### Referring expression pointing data
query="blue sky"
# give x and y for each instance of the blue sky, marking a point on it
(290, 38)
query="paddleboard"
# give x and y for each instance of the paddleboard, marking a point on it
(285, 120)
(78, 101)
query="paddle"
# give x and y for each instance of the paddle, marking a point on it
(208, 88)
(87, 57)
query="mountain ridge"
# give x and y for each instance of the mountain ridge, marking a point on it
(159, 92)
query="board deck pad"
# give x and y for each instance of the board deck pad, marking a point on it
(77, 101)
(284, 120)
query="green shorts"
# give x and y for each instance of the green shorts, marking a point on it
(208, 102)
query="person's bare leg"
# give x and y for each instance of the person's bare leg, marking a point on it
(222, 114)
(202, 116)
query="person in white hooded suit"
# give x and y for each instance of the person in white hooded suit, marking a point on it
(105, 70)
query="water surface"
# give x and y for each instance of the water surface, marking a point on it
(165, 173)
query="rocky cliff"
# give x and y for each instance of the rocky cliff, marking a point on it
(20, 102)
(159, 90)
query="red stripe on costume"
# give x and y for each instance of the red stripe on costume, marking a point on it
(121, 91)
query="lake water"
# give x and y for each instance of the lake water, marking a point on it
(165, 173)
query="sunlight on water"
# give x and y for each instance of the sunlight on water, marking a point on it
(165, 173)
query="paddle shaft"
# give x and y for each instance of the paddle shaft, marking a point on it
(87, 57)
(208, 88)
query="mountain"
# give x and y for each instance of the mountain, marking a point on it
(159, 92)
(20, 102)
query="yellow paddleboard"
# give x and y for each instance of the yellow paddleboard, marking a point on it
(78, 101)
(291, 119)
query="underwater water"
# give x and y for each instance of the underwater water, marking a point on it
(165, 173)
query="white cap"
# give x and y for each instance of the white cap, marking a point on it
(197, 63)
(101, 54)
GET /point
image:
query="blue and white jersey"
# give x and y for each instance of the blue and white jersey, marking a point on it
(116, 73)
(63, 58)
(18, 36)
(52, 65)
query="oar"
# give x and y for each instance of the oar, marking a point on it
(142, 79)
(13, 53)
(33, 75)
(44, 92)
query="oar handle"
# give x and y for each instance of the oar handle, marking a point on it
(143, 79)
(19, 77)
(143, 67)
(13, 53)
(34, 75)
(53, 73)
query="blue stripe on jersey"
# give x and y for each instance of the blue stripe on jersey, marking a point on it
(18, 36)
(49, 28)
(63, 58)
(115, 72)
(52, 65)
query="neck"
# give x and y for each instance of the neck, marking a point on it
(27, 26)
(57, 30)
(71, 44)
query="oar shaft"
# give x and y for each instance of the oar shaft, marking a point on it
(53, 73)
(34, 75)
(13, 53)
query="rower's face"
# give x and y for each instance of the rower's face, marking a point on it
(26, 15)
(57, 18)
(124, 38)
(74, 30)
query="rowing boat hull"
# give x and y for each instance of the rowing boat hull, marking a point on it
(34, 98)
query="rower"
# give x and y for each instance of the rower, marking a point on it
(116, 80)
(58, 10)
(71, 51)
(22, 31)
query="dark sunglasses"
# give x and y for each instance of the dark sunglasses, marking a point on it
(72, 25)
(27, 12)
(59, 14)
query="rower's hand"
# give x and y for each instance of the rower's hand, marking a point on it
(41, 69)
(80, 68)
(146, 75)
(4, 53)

### WHAT YOU ARE ASKED TO DO
What you write must match the records above exactly, line for line.

### FINAL ANSWER
query="blue sky"
# give x and y for each instance of the blue sky, marking a point on it
(290, 38)
query="paddleboard"
# give x and y for each instance of the paddleboard, marking a point on it
(285, 120)
(78, 101)
query="paddle"
# give x and y for each instance of the paddle, marking a point on it
(208, 88)
(87, 57)
query="mountain ridge"
# give x and y for each instance of the mountain ridge, marking a point on it
(159, 92)
query="board deck pad"
# give x and y for each instance of the board deck pad, marking a point on it
(77, 101)
(284, 120)
query="green shorts"
# give x and y for each instance of the green shorts, marking a point on it
(208, 102)
query="person's bare leg"
# give x and y for each instance of the person's bare leg, marking a point on it
(222, 114)
(202, 116)
query="person in white hooded suit"
# give x and y for each instance of the person in white hooded suit, marking a point on it
(105, 70)
query="water surface"
# give x and y for each instance of the water surface, marking a point on it
(165, 173)
query="rocky cliff"
# give x and y for each instance of the rocky cliff, marking a point on it
(20, 102)
(159, 90)
query="red stripe on costume"
# give x and y for each instance of the red stripe on costume, marking a point on it
(121, 91)
query="lake water"
# give x and y for each instance of the lake water, marking a point on it
(165, 173)
query="sunlight on water"
# give x and y for each instance of the sunlight on water, marking a point on it
(165, 173)
query="paddle shaft"
# give x and y for each instance of the paddle shaft, marking a point on it
(87, 57)
(208, 88)
query="mountain"
# give x and y for each instance of the mountain, marking a point on it
(159, 92)
(20, 102)
query="yellow paddleboard"
# give x and y for each instance of the yellow paddleboard, marking a point on it
(78, 101)
(291, 119)
query="underwater water"
# give x and y for each instance of the underwater water, marking a point on it
(165, 173)
query="white cap"
# give x and y for each instance of the white cap, marking a point on it
(197, 63)
(101, 54)
GET /point
image:
query="blue and white jersey"
# give x and y for each instance of the blue and white jersey, marking a point on it
(116, 73)
(63, 58)
(18, 36)
(52, 65)
query="oar"
# give x and y for each instance of the oar, marking a point on it
(142, 79)
(13, 53)
(33, 75)
(44, 92)
query="oar handle"
# give x and y for each instance of the oar handle, marking a point on it
(143, 79)
(19, 77)
(143, 67)
(13, 53)
(34, 75)
(53, 73)
query="blue stripe on jersey"
# give x and y for each instance of the blue stripe on jersey, marking a point on it
(18, 36)
(49, 28)
(63, 58)
(115, 72)
(52, 65)
query="neck"
# give x and y for each instance of the neck, marking a point on it
(27, 26)
(57, 30)
(71, 44)
query="oar shaft"
# give x and y for each instance of the oar shaft, marking a point on it
(53, 73)
(34, 75)
(13, 53)
query="rower's face"
# give x and y for each instance of the rower's face, marking a point on it
(26, 15)
(57, 18)
(124, 38)
(74, 30)
query="rowing boat hull"
# give x and y for each instance of the rowing boat hull, marking a point on it
(34, 98)
query="rower"
# give x and y for each instance of the rower, marking a point on it
(116, 80)
(58, 10)
(71, 51)
(22, 31)
query="dark sunglasses"
# give x and y for each instance of the dark sunglasses, marking a point on it
(72, 25)
(27, 12)
(59, 14)
query="rower's hand"
# give x and y for each instance of the rower's hand, marking a point on it
(41, 69)
(80, 68)
(146, 75)
(4, 53)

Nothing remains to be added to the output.